The problem
Which lines in the material below contain the string "jacket"? Gather every one of them, and count a line only if its capitalization matches.

Records for processing
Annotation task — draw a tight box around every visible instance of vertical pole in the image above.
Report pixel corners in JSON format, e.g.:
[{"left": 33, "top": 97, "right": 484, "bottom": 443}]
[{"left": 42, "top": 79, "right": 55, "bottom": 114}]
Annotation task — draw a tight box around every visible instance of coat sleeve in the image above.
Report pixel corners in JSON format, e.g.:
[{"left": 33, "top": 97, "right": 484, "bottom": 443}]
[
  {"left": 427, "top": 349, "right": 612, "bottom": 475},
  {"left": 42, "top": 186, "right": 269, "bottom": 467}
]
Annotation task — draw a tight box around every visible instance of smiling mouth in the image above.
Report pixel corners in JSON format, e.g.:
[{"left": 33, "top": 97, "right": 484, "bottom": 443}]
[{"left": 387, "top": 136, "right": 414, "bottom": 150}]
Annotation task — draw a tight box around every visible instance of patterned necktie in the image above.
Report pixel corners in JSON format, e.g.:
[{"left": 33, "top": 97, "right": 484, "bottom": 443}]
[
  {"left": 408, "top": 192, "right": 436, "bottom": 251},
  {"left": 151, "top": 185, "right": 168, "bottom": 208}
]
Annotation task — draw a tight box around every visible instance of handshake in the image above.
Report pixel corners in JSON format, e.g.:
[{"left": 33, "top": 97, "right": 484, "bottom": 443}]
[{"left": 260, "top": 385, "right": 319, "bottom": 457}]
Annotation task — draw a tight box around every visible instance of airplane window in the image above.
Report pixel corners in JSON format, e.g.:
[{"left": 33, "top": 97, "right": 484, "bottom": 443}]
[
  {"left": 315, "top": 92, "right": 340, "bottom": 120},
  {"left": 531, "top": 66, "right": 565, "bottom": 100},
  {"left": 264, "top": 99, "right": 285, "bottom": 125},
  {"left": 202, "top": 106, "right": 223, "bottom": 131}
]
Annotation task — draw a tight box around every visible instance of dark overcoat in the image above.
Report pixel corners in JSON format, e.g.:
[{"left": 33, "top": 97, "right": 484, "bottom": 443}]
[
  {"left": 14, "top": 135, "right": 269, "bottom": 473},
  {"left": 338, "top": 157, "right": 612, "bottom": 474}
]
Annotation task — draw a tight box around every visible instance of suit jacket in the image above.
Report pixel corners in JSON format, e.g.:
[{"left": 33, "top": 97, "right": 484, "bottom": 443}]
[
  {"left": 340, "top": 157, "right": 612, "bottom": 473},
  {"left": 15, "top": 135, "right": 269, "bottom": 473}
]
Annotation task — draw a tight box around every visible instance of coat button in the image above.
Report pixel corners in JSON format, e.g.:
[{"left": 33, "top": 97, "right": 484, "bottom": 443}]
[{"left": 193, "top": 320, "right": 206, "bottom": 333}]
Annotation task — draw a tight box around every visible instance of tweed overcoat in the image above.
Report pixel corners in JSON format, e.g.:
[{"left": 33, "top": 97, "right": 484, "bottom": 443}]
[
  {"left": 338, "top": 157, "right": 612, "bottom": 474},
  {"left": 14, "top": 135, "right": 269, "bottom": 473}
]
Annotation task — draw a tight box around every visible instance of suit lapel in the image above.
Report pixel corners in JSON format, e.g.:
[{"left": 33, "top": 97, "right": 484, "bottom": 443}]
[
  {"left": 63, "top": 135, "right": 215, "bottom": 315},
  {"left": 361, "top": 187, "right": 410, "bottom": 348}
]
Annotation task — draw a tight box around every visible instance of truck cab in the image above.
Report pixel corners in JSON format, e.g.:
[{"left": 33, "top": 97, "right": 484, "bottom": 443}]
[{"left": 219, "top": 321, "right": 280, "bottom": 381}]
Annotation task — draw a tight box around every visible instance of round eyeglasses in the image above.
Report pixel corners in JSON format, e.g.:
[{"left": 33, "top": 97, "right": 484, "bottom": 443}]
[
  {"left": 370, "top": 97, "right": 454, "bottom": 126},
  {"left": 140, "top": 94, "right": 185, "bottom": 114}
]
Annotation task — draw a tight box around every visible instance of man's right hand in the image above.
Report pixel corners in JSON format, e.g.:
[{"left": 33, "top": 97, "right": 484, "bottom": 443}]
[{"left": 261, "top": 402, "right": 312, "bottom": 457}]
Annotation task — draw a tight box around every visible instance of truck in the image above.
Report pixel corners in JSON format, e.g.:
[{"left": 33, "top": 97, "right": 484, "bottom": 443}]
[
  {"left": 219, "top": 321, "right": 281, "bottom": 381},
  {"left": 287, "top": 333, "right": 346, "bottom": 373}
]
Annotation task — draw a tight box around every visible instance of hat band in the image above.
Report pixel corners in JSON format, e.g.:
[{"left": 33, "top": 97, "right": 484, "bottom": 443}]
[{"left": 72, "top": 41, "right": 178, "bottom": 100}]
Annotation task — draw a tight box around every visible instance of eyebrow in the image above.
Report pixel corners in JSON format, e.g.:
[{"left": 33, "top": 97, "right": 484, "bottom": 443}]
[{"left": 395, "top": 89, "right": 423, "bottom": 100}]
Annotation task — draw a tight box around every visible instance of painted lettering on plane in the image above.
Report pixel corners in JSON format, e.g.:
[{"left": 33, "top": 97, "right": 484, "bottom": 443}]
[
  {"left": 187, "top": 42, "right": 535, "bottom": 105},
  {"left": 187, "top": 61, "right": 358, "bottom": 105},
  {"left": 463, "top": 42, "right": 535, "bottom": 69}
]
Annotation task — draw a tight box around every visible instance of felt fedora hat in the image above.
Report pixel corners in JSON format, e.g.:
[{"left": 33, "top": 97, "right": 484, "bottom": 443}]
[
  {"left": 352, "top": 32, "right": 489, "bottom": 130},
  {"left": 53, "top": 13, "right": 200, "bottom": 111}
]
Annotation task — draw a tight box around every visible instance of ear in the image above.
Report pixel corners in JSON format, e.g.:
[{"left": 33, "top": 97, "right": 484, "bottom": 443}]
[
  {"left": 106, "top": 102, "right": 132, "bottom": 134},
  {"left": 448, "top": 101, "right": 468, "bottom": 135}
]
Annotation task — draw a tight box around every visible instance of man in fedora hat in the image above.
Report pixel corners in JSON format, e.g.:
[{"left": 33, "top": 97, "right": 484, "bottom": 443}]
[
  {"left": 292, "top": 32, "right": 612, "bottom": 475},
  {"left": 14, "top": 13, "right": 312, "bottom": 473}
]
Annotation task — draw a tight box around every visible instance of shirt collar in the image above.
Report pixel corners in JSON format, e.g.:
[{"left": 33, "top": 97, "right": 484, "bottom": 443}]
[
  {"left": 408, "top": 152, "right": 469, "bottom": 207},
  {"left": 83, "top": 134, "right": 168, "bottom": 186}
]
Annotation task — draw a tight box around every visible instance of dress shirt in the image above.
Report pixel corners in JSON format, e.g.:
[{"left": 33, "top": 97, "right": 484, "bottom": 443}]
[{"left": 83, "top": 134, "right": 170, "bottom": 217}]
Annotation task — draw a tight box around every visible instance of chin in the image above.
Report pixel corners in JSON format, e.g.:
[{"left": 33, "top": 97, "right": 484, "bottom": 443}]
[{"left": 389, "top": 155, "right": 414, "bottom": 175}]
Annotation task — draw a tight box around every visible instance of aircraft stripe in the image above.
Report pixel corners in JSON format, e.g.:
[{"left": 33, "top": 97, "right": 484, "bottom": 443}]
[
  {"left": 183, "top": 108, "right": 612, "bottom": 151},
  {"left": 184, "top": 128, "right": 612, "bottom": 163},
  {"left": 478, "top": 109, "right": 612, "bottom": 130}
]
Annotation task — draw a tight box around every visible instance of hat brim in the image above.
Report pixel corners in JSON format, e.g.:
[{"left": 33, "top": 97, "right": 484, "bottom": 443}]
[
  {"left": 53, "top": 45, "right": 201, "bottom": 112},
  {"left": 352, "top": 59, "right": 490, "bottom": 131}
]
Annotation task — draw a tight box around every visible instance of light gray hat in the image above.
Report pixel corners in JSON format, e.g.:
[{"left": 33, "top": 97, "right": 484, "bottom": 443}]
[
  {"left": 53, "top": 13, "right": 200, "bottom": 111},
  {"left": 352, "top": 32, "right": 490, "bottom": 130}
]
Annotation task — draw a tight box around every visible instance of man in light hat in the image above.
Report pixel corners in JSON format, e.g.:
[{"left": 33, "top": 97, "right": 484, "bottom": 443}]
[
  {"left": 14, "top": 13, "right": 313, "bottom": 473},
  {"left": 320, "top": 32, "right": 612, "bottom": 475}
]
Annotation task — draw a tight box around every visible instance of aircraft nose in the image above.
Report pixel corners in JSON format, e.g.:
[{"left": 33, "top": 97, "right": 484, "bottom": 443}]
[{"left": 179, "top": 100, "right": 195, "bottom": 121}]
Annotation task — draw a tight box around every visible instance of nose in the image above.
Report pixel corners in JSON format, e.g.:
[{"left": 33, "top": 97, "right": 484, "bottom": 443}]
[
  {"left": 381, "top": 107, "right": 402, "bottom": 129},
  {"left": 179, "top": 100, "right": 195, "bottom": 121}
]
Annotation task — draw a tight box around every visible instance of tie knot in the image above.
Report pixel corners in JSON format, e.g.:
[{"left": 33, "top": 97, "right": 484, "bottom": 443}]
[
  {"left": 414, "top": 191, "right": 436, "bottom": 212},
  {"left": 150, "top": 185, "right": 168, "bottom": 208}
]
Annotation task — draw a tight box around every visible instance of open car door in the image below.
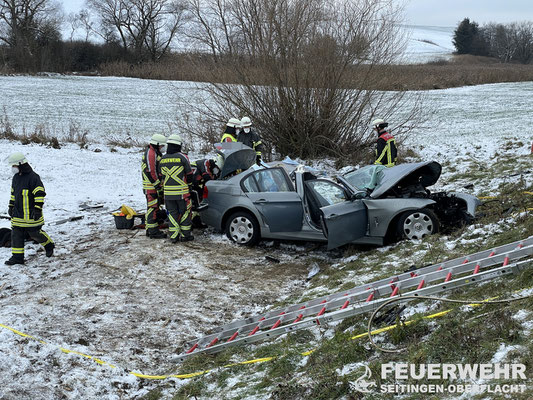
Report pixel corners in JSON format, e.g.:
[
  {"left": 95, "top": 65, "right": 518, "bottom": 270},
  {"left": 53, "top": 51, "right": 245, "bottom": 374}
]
[
  {"left": 305, "top": 179, "right": 368, "bottom": 250},
  {"left": 320, "top": 200, "right": 368, "bottom": 250},
  {"left": 241, "top": 168, "right": 303, "bottom": 232}
]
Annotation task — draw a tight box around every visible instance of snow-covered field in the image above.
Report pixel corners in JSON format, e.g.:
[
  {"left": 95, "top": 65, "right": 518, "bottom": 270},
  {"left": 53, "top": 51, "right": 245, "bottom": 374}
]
[
  {"left": 0, "top": 25, "right": 533, "bottom": 399},
  {"left": 0, "top": 77, "right": 533, "bottom": 399},
  {"left": 404, "top": 25, "right": 455, "bottom": 64}
]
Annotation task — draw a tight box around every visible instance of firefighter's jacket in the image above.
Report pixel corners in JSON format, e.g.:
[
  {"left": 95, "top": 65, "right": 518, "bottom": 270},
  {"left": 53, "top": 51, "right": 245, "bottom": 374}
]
[
  {"left": 9, "top": 164, "right": 46, "bottom": 228},
  {"left": 237, "top": 130, "right": 263, "bottom": 156},
  {"left": 374, "top": 131, "right": 398, "bottom": 167},
  {"left": 159, "top": 153, "right": 192, "bottom": 200},
  {"left": 141, "top": 145, "right": 161, "bottom": 193},
  {"left": 191, "top": 158, "right": 215, "bottom": 188}
]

Written answer
Annotation task — draw a tight box around every visible instance of suit jacket in the image above.
Annotation task — draw a tight box around every visible instance of firefighter's jacket in the image above.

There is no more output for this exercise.